Reproduisez mot pour mot le passage de l'entretien sur l'affaire Vincent Lambert, depuis « Emmanuel Hirsch : L’affaire » jusqu'à « après son décès ? » inclus.

### [Extrait du document]
**********

Emmanuel Hirsch : L’affaire Vincent Lambert, « un échouement éthique et politique dont nous devrions tirer quelques leçons »

Publié le 9 Oct, 2020

Vincent Lambert est mort le 11 juillet 2019, au terme d’un processus qui a permis « la mort intentionnelle d’une personne sur décision médicale pour cause de handicap neurologique à un stade évolué et irréversible ». Dans Vincent Lambert, une mort exemplaire ? publié aux éditions du Cerf, Emmanuel Hirsch, Professeur d’éthique médicale de l’Université Paris-Saclay, rassemble cinq années de chroniques (2014-2019) qui retracent les étapes d’une procédure qui a pris le pas sur l’humain, sur la rencontre de l’autre tel qu’il est, dans ses limites et sa fragilité. Il répond aux questions de Gènéthique.

 

Gènéthique : Vincent Lambert est décédé le 11 juillet 2019. Pourquoi avoir décidé de rassembler ces chroniques un an après son décès ?

**********

### [Données fournies]
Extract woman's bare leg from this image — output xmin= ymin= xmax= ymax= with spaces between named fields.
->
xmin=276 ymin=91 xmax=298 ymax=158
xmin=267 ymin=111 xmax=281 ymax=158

**********

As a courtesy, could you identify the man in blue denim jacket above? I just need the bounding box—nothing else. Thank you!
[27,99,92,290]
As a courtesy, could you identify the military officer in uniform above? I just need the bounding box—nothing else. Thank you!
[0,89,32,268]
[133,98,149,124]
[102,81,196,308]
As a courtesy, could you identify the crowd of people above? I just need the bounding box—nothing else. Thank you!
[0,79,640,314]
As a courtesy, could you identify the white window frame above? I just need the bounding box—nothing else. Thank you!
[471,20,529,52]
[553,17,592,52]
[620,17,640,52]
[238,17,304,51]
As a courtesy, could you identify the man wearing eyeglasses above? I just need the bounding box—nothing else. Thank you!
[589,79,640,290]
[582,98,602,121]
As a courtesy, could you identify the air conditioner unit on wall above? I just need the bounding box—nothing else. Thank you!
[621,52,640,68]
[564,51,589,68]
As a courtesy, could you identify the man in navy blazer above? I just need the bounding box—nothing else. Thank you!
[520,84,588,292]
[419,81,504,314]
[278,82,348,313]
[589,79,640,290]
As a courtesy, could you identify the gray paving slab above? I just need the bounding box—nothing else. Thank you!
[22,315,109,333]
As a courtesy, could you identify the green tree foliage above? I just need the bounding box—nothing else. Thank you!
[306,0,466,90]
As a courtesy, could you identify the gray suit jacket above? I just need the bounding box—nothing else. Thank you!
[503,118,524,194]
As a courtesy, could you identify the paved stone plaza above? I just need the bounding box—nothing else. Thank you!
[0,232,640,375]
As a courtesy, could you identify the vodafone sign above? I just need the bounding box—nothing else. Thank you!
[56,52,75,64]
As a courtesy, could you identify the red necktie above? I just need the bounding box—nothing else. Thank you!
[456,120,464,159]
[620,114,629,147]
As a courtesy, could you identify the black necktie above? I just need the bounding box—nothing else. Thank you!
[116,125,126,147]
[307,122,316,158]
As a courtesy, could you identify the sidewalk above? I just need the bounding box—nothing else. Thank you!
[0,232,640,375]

**********

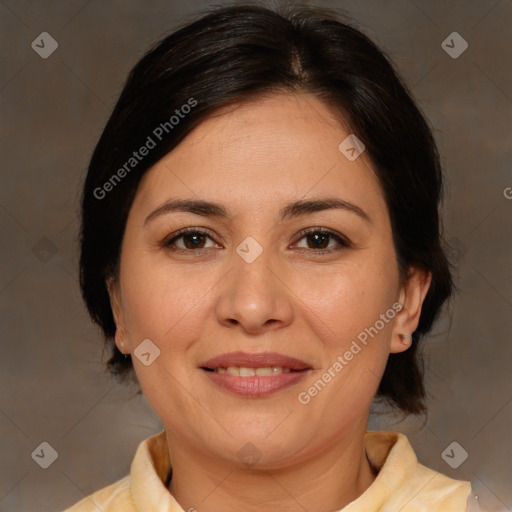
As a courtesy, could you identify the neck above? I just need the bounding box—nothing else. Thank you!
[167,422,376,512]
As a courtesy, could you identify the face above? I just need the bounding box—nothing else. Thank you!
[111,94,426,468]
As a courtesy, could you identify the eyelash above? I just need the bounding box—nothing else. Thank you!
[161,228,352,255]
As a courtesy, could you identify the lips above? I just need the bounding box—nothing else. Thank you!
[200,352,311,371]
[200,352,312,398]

**********

### [Résultat obtenu]
Emmanuel Hirsch : L’affaire Vincent Lambert, « un échouement éthique et politique dont nous devrions tirer quelques leçons »

Publié le 9 Oct, 2020

Vincent Lambert est mort le 11 juillet 2019, au terme d’un processus qui a permis « la mort intentionnelle d’une personne sur décision médicale pour cause de handicap neurologique à un stade évolué et irréversible ». Dans Vincent Lambert, une mort exemplaire ? publié aux éditions du Cerf, Emmanuel Hirsch, Professeur d’éthique médicale de l’Université Paris-Saclay, rassemble cinq années de chroniques (2014-2019) qui retracent les étapes d’une procédure qui a pris le pas sur l’humain, sur la rencontre de l’autre tel qu’il est, dans ses limites et sa fragilité. Il répond aux questions de Gènéthique.

 

Gènéthique : Vincent Lambert est décédé le 11 juillet 2019. Pourquoi avoir décidé de rassembler ces chroniques un an après son décès ?